### [Exercise requirements]
Output all the records below, word for word.

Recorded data
****************

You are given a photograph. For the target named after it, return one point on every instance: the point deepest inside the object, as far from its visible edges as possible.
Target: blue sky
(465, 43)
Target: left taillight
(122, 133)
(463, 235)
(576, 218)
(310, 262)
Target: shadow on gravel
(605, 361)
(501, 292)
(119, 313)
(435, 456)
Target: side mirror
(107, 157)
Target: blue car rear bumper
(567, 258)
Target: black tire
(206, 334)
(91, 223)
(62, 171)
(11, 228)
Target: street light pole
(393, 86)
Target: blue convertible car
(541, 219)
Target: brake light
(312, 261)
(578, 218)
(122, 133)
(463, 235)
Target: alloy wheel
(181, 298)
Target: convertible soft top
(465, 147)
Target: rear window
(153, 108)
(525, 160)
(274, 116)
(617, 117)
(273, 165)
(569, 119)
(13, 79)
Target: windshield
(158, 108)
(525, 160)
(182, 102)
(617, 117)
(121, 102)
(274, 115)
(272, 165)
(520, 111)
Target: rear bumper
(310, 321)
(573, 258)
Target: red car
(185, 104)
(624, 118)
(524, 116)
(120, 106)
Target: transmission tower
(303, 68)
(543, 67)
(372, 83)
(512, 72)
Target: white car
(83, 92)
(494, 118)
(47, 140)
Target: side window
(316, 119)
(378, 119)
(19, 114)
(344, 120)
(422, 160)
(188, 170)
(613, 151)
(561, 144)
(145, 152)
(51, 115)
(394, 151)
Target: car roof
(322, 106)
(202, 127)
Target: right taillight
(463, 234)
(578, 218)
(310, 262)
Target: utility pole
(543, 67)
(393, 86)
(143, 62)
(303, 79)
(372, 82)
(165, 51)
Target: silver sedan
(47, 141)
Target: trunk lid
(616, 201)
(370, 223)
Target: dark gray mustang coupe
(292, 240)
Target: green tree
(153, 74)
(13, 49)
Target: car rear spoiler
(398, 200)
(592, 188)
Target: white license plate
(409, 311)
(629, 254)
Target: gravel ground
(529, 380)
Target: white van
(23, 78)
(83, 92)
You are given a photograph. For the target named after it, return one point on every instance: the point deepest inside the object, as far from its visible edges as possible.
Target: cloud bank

****************

### [Answer to this exercise]
You are given a photograph. For the target named after it, return one point on every instance: the point deepest inside the object, as far from its visible edges as possible.
Target: blue sky
(465, 43)
Target: left taillight
(122, 133)
(463, 235)
(576, 218)
(310, 262)
Target: shadow on gravel
(605, 361)
(501, 292)
(119, 313)
(435, 456)
Target: side mirror
(107, 157)
Target: blue car rear bumper
(567, 258)
Target: black tire
(206, 334)
(91, 223)
(62, 171)
(11, 228)
Target: street light pole
(393, 86)
Target: blue convertible car
(541, 219)
Target: brake light
(312, 261)
(578, 218)
(122, 133)
(463, 235)
Target: alloy wheel
(181, 298)
Target: convertible soft top
(465, 147)
Target: rear window
(153, 108)
(525, 160)
(274, 116)
(617, 117)
(273, 165)
(569, 119)
(13, 79)
Target: windshield
(158, 108)
(525, 160)
(182, 102)
(617, 117)
(121, 102)
(274, 115)
(272, 165)
(520, 111)
Target: rear bumper
(310, 321)
(573, 258)
Target: red car
(185, 104)
(624, 118)
(524, 116)
(120, 106)
Target: transmission tower
(303, 68)
(543, 67)
(372, 83)
(512, 72)
Target: white car
(83, 92)
(494, 118)
(47, 140)
Target: side window
(316, 119)
(378, 119)
(19, 114)
(344, 120)
(422, 160)
(188, 170)
(613, 151)
(561, 144)
(145, 152)
(51, 115)
(394, 151)
Target: car roof
(322, 106)
(202, 127)
Target: right taillight
(463, 234)
(578, 218)
(310, 262)
Target: utility pole
(543, 67)
(393, 86)
(143, 62)
(303, 79)
(372, 82)
(165, 51)
Target: silver sedan
(47, 141)
Target: trunk lid
(616, 201)
(370, 223)
Target: dark gray mustang coupe
(292, 240)
Target: green tree
(153, 74)
(13, 49)
Target: car rear spoiler
(398, 200)
(592, 188)
Target: white license plate
(409, 311)
(629, 254)
Target: gravel ground
(529, 380)
Target: white van
(23, 78)
(83, 92)
You are given a photograph. For the target named after it, return one point on every instance: the point deepest inside the object, as far from its visible edges as possible.
Target: cloud bank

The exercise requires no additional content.